12.3 – Hierarchical Clustering

We’ll now discuss a class of clustering algorithms called hierarchical clustering algorithms. In hierarchical clustering, you don’t immediately build a set number of clusters (although you certainly could, as we’ll discuss). Instead, you make a hierarchy of clusters.

q20_b
Image from Analytics Vidhya

As you can see from the image on the left, hierarchical clustering forms nested clusters. This is very different from the previous clustering approaches that we discussed. On the right is the corresponding dendogram that shows the point numbers on the x-axis and the distance on the y-axis. Dendograms are another way of visualizing how the cluster hierarchy was formed. Broadly, hierarchical clustering algorithms are of two types:

  • Agglomerative hierarchical clustering algorithms are bottom-up algorithms that start by treating every point as a unique cluster, and going up the tree (dendogram) to create one final cluster.
  • Divisive hierarchical clustering algorithms work top-down, considering all points as one single cluster, and splitting this iteratively.

We will only discuss agglomerative hierarchical clustering here. In agglomerative hierarchical clustering, you start by treating every point as its own cluster. You then combine clusters to get bigger clusters, until you end up with a single cluster containing all the points.

How do you combine clusters? In the beginning, when all the clusters have only one point each, it’s trivial: you want the distance between points in the same cluster to be small (this is called cohesion) and the distance between points in different clusters to be larger (this is called separation); therefore, you merge the points that are closest to each other. But what about future steps? There are several heuristics we could use [1]:

  • Single Linkage or MIN: In this case, the distance between two clusters is the minimum of the distances between any two points, each taken from one of the clusters. This handles non-elliptical shapes, but is sensitive to noise and outliers.

=== RECORDED INFORMATION ===
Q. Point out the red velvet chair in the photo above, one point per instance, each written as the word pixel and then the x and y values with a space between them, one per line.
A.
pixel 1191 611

=== SHORT EXERCISE ===
Extend the hierarchical clustering text past its last sentence, continuing in the same voice.

=== THE OUTPUT ===
  • Complete Linkage or MAX: This is like the first one, but we instead consider the maximum distance. This is less sensitive to noise and outliers, but favors globular shapes. The diagram we showed on top uses this approach.
  • Group Average: In this, you take average of the distances between all possible pairs of points, with one point from each cluster.
  • Ward’s method: In Ward’s method, you combine the clusters that result in the minimum within-cluster variance [2]. Another way of phrasing it is that you combine the clusters that result in the minimum increase in the squared error. How do we compute this? Let’s define the error sum of squares, as follows. Let x^{(j)[i]}_k denote the kth feature of the jth training example, which belongs to the ith cluster. This is the same notation we used in the first post, with the added notation for cluster number. We’ll use \bar{x}^{[i]}_k to denote the kth feature of the mean of the ith cluster. Then, the error sum of squares is defined as

ESS = \sum\limits_i \sum\limits_j \sum\limits_k \left\vert x^{(j)[i]}_k - \bar{x}^{[i]}_k \right\vert^2

   That is, we find the squared difference between each feature value of each point in every cluster and the corresponding feature value for the cluster’s mean, and add up all these squared differences. We merge clusters so that the ESS value after merging is minimum [3].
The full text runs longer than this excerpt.